#### Action item:
Everything from the line with "Practice. Point out each instance of the puffy" through the final line below should be copied out exactly, and nothing else should appear.

━━━━

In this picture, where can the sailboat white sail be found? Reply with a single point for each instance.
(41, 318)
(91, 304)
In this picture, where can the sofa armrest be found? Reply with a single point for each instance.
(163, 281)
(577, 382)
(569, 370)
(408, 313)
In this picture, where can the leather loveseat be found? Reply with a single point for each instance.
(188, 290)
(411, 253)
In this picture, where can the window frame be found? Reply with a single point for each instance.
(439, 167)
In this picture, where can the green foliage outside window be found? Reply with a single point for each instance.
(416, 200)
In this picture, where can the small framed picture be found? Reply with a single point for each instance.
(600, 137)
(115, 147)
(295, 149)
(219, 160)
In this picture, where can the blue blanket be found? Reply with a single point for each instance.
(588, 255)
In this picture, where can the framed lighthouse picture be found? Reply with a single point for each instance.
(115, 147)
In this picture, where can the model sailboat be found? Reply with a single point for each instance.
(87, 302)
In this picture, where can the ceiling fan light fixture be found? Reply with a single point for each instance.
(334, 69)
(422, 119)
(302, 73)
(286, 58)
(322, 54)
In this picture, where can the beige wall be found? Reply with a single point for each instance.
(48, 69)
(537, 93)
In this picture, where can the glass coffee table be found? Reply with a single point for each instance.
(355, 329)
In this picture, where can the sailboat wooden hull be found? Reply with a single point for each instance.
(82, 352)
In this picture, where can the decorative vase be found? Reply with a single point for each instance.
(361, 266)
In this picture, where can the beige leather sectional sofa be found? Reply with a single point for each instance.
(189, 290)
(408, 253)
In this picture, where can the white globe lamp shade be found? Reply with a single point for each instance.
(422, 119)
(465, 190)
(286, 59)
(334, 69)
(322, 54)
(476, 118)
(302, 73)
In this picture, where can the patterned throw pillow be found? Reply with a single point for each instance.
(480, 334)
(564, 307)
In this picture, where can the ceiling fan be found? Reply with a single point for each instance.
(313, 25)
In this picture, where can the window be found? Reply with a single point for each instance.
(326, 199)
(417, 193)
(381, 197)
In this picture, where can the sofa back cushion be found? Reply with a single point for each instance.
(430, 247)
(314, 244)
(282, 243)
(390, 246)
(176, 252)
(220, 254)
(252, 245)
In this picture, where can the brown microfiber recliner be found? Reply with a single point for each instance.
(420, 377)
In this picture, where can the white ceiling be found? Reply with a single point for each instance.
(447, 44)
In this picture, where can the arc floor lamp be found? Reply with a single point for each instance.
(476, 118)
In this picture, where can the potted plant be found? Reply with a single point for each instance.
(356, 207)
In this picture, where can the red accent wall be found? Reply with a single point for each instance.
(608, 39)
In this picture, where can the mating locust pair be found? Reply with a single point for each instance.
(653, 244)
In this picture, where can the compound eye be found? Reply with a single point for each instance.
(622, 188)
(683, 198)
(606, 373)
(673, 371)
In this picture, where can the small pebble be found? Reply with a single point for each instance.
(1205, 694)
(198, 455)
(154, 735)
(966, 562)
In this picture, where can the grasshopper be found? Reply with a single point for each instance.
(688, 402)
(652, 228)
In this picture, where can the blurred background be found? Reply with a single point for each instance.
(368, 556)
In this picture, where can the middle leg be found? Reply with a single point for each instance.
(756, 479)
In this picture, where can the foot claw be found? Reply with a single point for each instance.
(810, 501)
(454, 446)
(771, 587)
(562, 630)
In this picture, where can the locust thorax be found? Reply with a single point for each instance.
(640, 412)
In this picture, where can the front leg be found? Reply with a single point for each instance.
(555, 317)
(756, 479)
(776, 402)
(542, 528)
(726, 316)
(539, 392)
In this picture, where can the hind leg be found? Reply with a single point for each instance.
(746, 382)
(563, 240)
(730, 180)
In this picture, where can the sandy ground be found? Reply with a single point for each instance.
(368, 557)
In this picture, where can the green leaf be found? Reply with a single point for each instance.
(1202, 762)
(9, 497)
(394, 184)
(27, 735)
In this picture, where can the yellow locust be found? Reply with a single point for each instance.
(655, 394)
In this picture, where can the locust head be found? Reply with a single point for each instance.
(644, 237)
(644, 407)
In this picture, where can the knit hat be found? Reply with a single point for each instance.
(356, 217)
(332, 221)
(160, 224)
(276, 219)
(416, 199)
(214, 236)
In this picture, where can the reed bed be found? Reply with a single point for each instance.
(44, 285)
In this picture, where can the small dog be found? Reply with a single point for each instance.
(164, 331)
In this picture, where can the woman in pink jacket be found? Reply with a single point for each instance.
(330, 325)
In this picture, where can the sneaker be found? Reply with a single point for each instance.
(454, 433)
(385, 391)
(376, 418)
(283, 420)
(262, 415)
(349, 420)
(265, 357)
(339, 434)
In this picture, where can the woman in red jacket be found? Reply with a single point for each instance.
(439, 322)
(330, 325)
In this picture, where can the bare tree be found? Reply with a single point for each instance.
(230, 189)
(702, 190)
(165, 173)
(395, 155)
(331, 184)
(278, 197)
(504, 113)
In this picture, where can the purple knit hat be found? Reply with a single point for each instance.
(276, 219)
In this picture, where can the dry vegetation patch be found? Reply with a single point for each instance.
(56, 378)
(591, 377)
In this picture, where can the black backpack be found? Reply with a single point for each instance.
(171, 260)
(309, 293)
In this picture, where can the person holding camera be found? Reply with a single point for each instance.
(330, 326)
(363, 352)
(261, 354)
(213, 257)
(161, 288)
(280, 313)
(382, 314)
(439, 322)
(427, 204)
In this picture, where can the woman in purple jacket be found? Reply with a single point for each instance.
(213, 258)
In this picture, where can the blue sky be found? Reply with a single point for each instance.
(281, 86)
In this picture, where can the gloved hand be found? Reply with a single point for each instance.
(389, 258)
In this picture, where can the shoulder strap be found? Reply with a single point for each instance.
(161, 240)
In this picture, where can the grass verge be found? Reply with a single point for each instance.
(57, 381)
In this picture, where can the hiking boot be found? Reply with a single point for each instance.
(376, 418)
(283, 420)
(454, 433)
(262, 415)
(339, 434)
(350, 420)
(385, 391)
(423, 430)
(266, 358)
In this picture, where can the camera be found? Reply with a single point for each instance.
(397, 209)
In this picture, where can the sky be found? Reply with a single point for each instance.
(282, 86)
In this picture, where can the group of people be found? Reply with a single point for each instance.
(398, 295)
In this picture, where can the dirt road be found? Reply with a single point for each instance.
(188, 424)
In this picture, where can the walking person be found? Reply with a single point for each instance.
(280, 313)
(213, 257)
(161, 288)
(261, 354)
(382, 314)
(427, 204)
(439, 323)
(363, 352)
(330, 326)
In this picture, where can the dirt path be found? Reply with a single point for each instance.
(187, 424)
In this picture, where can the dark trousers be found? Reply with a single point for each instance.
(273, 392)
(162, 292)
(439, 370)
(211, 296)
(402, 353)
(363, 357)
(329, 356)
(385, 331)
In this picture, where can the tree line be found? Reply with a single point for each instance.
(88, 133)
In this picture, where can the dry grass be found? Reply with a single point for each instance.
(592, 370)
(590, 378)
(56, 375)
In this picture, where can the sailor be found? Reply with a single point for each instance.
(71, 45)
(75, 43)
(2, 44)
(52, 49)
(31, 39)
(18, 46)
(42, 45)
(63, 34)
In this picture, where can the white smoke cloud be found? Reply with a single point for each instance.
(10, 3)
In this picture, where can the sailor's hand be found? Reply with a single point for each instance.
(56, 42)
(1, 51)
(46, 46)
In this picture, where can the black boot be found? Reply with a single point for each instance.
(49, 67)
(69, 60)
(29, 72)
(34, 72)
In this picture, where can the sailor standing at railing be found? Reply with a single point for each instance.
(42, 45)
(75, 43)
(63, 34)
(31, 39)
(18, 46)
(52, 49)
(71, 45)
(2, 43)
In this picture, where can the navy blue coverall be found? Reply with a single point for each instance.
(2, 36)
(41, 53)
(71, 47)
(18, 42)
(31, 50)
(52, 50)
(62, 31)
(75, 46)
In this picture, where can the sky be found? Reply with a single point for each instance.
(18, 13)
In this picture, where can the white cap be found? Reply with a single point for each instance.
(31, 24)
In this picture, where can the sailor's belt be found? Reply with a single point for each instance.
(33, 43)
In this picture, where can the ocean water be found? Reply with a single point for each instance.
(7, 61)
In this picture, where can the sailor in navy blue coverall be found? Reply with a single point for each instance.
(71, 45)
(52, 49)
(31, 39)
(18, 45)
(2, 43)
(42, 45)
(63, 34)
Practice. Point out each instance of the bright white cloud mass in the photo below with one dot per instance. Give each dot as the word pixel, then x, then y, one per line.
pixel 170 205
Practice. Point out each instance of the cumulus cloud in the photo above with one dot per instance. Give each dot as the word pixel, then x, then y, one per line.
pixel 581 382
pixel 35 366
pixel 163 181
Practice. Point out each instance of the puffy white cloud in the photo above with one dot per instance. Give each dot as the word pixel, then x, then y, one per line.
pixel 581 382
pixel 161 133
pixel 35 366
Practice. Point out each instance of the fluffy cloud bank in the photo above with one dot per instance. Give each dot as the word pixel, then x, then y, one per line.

━━━━

#### Worked solution:
Practice. Point out each instance of the puffy white cloud in the photo above with one dot per instance. Give each dot as the word pixel, then x, then y, one per line.
pixel 581 382
pixel 161 133
pixel 35 366
Practice. Point out each instance of the fluffy cloud bank in the photo above with one dot per instance. Give each dot as the word pixel, then x, then y, one per line.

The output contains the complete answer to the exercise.